### TASK
Pull out each line from the records below that contains the word "dark".

### TASK INPUTS
--*--

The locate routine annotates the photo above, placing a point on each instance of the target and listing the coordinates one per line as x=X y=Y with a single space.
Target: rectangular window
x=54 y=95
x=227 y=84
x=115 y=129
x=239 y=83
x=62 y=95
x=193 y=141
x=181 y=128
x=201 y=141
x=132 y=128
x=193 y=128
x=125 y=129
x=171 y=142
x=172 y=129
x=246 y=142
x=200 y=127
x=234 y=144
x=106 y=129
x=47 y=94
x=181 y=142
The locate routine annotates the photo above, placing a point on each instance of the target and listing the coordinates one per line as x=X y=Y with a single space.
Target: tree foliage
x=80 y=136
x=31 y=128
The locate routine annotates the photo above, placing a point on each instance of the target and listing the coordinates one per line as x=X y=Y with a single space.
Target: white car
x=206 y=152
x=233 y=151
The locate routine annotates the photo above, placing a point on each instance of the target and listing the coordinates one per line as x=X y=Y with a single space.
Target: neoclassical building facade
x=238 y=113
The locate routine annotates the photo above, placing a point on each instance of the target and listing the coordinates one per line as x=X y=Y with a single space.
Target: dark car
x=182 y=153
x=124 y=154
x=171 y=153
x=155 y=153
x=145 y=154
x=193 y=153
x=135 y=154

--*--

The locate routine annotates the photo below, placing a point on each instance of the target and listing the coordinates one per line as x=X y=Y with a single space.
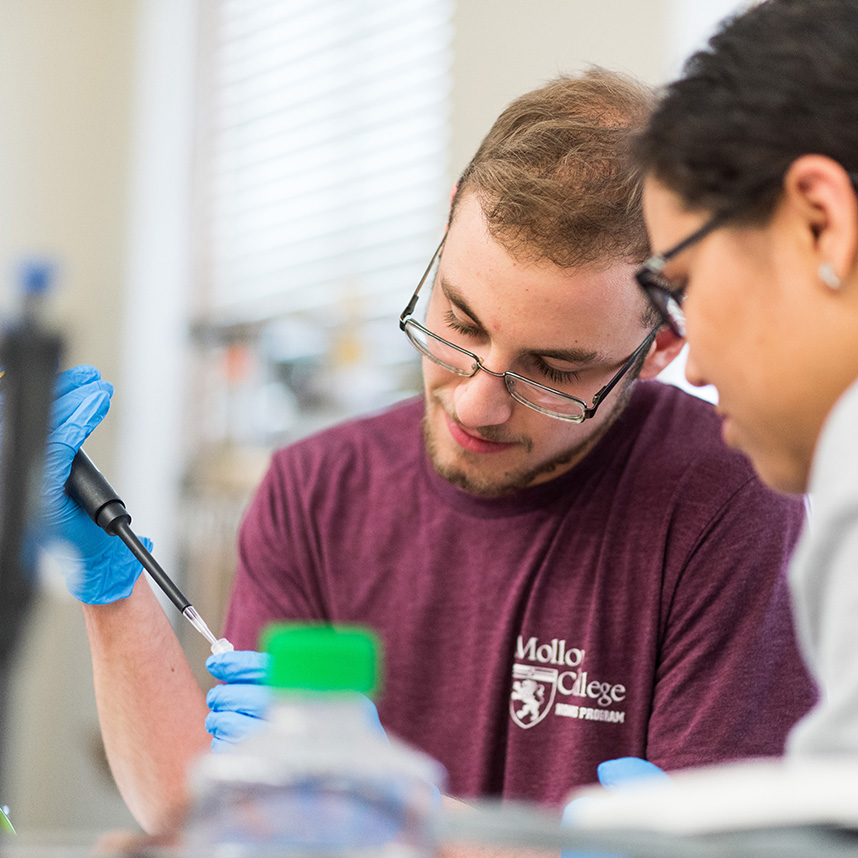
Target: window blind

--*--

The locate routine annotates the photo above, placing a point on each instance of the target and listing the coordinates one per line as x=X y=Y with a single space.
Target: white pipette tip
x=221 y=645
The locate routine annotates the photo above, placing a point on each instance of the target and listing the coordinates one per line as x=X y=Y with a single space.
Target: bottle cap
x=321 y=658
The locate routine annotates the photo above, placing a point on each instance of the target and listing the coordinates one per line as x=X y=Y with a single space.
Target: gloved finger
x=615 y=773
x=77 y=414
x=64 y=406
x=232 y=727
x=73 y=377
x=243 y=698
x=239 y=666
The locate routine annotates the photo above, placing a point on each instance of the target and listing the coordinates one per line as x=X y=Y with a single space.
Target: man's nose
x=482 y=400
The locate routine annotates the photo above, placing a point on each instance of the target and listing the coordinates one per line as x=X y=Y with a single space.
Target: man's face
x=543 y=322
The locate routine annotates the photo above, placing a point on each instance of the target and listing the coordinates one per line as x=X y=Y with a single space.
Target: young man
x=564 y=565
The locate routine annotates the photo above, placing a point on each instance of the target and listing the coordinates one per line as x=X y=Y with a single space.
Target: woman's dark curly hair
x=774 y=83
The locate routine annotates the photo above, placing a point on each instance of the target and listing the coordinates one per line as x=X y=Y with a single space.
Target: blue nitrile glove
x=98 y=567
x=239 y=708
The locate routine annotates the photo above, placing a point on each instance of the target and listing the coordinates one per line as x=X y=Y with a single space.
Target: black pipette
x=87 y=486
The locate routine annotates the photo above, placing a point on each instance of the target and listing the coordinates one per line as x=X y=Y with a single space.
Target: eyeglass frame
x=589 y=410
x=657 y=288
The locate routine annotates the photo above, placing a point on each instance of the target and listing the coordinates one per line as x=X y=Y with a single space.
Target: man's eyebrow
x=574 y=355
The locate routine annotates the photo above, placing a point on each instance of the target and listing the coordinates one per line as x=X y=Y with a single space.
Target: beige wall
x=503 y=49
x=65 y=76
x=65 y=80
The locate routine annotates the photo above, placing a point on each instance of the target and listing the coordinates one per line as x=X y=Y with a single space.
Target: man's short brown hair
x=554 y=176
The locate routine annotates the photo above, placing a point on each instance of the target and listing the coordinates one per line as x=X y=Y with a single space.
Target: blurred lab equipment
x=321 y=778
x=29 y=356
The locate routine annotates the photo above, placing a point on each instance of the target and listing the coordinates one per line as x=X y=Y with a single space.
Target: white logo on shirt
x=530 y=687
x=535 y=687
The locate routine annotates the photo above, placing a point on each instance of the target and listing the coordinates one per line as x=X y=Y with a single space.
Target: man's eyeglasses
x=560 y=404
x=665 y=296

--*--

### ANSWER TO THIS TASK
Target: dark car
Target: woman's dark curly hair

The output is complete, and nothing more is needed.